## Your assignment
Write out the whole listing exactly; no images belong in it.

## Provided material

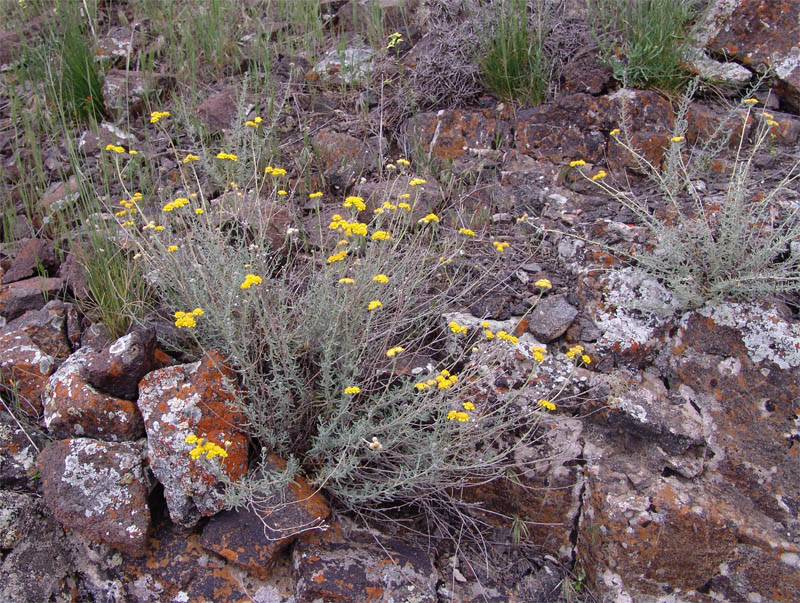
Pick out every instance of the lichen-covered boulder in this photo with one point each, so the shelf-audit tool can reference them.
(72, 407)
(251, 538)
(99, 489)
(24, 370)
(193, 400)
(119, 367)
(361, 569)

## Task solution
Pick out every instance of the lichen-covered boulder in this photo with one point each, so the shelf-audit tool can reference them.
(72, 407)
(251, 538)
(99, 489)
(24, 370)
(193, 400)
(119, 367)
(361, 569)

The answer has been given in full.